Yes, those times that I computed were times in the spaceship. They are indirectly connected to the events of laser leaving and returning to the earth. I used word indirectly because I had introduced three points (a, b, c), where ab and bc are equal distance (0.866c second according to earth observer), instead of using the original point (on earth) where the laser was fired.

To summarized, I computed times at 'a', 'b' and 'c' respectively 1.5sec, 2sec and 2.5sec. If you compute the position of events corresponding to those three times, you will get for all three x' = -2*0.866c second. It means that those three events (when the spaceship arrives at points 'a', 'b' and 'c') occur on the same position in the spaceship reference frame. We can compare those times and obtain their interval, for instance 2.5sec - 1.5sec = 1.0 sec which is the time interval in the spaceship corresponding to the 2.0 seconds time interval on earth reference frame, in this case, the time interval between the arrival of spaceship at point 'a' and 'c'.

I disagree with this. The reason is, the time t'=0 and t'=4sec are not from the same position on the spaceship reference frame, as shown by your own calculation (x'=0 and x'=4*0.866c seconds). You cannot compute the time interval for this two events that occur at two difference location in x' reference frame (a separation of 4*0.866c second). Your conclusion that the 4 seconds time interval in the spaceship reference frame corresponds to 2 seconds time interval in earth reference frame is therefore incorrect.

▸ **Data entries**

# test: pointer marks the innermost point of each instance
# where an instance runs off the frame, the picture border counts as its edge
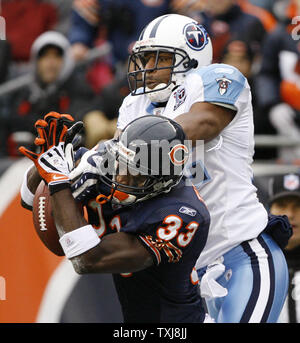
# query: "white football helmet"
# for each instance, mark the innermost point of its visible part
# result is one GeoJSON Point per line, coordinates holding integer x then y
{"type": "Point", "coordinates": [182, 36]}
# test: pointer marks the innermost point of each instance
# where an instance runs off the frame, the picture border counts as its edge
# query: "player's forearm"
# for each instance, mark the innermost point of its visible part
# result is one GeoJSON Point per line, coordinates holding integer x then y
{"type": "Point", "coordinates": [66, 212]}
{"type": "Point", "coordinates": [205, 121]}
{"type": "Point", "coordinates": [116, 253]}
{"type": "Point", "coordinates": [33, 179]}
{"type": "Point", "coordinates": [197, 128]}
{"type": "Point", "coordinates": [30, 183]}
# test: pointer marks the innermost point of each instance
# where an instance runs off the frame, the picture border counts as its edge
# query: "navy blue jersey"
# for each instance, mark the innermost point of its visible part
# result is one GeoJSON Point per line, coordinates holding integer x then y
{"type": "Point", "coordinates": [173, 227]}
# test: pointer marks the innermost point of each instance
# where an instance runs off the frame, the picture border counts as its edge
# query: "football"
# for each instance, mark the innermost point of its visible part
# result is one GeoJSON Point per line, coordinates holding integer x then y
{"type": "Point", "coordinates": [43, 220]}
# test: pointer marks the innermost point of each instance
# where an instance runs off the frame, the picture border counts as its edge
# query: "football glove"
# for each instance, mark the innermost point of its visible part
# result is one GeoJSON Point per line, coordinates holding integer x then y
{"type": "Point", "coordinates": [55, 159]}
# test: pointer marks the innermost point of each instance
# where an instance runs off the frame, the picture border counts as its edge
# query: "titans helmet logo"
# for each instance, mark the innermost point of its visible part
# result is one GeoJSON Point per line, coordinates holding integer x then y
{"type": "Point", "coordinates": [195, 36]}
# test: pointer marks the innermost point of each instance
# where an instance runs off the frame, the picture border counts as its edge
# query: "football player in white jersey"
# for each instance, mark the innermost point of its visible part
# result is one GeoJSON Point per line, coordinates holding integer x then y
{"type": "Point", "coordinates": [170, 73]}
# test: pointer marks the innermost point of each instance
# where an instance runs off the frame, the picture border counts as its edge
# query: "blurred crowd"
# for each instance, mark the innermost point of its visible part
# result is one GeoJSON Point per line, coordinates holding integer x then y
{"type": "Point", "coordinates": [50, 44]}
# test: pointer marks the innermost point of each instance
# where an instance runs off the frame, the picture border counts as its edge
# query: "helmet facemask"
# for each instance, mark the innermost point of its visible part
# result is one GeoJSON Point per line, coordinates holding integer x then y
{"type": "Point", "coordinates": [139, 76]}
{"type": "Point", "coordinates": [141, 183]}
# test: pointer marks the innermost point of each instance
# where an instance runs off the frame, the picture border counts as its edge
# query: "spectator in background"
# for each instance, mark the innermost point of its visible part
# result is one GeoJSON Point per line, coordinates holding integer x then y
{"type": "Point", "coordinates": [284, 199]}
{"type": "Point", "coordinates": [55, 87]}
{"type": "Point", "coordinates": [25, 21]}
{"type": "Point", "coordinates": [64, 15]}
{"type": "Point", "coordinates": [118, 22]}
{"type": "Point", "coordinates": [277, 85]}
{"type": "Point", "coordinates": [225, 20]}
{"type": "Point", "coordinates": [265, 15]}
{"type": "Point", "coordinates": [121, 19]}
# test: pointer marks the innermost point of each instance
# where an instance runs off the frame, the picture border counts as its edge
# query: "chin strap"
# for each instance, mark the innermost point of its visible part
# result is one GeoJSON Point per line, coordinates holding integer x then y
{"type": "Point", "coordinates": [157, 94]}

▸ **What to work on**
a) In the spaceship timing post, list the times computed at points 'a', 'b' and 'c', each with its point.
b) From the spaceship timing post, return the stretch from "I disagree with" through "is therefore incorrect." word for word.

▸ **Full solutions**
a)
- a: 1.5 sec
- b: 2 sec
- c: 2.5 sec

b)
I disagree with this. The reason is, the time t'=0 and t'=4sec are not from the same position on the spaceship reference frame, as shown by your own calculation (x'=0 and x'=4*0.866c seconds). You cannot compute the time interval for this two events that occur at two difference location in x' reference frame (a separation of 4*0.866c second). Your conclusion that the 4 seconds time interval in the spaceship reference frame corresponds to 2 seconds time interval in earth reference frame is therefore incorrect.